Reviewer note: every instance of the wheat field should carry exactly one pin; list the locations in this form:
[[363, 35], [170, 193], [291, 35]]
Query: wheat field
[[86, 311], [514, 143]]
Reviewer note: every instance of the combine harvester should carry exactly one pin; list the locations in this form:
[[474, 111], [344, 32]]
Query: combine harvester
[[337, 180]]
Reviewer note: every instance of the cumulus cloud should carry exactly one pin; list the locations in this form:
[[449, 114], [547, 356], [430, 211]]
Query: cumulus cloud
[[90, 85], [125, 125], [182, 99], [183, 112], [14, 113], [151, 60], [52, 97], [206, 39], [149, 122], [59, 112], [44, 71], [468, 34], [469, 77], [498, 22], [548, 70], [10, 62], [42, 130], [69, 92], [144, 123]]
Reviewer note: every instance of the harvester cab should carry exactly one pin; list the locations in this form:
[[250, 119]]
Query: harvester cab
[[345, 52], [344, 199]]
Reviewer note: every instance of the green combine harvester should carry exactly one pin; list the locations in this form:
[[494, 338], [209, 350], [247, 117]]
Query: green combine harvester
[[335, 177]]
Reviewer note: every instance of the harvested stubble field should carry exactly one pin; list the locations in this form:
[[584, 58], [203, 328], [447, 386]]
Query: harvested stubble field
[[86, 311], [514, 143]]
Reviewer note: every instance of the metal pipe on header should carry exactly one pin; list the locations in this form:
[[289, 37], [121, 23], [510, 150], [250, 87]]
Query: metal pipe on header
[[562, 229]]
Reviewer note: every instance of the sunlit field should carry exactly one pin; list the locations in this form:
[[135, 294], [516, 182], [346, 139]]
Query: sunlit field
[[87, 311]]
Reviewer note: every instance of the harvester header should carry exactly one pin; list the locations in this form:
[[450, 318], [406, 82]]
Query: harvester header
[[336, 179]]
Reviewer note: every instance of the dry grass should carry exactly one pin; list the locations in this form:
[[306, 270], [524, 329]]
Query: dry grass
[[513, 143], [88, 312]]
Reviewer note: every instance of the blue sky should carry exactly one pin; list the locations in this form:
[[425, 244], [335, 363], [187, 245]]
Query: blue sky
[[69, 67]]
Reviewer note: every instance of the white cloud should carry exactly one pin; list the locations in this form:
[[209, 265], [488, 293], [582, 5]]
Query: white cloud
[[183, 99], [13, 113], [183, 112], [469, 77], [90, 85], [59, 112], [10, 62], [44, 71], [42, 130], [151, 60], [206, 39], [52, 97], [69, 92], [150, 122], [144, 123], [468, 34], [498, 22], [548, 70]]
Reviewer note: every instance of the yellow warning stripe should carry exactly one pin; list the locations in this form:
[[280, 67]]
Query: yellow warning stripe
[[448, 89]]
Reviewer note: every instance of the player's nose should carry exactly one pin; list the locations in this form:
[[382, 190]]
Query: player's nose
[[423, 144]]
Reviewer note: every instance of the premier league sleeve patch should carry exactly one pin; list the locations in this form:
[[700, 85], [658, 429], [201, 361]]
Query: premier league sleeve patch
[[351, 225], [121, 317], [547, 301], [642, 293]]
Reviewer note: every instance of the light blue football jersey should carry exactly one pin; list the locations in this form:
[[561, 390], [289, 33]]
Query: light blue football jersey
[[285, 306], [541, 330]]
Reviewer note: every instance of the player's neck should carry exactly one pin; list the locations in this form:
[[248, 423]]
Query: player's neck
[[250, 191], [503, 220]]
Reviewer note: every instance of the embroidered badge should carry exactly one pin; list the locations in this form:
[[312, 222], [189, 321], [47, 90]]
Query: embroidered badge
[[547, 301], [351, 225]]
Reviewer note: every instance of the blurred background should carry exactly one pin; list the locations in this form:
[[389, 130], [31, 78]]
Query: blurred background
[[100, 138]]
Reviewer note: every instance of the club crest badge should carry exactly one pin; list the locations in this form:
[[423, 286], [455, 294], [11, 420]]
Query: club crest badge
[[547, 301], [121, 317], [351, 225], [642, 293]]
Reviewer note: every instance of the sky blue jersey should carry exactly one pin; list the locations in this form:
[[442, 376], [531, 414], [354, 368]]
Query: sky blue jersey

════

_Brief_
Return a word-for-word copy of the lines above from the one holding "Reviewer note: every instance of the yellow" through the one holding "[[700, 85], [658, 429], [201, 361]]", with both of them included and nothing besides.

_Response_
Reviewer note: every instance of the yellow warning stripe should carry exactly one pin; list the locations in this form:
[[280, 67]]
Query: yellow warning stripe
[[448, 89]]
Reviewer note: every instance of the player's nose should carry exactly one pin; list the locations in this form:
[[382, 190]]
Query: player's nose
[[423, 144]]
Reviewer note: every instance of the premier league sleeve patch should carry exactly one pin; list the locations in this form:
[[700, 85], [658, 429], [201, 361]]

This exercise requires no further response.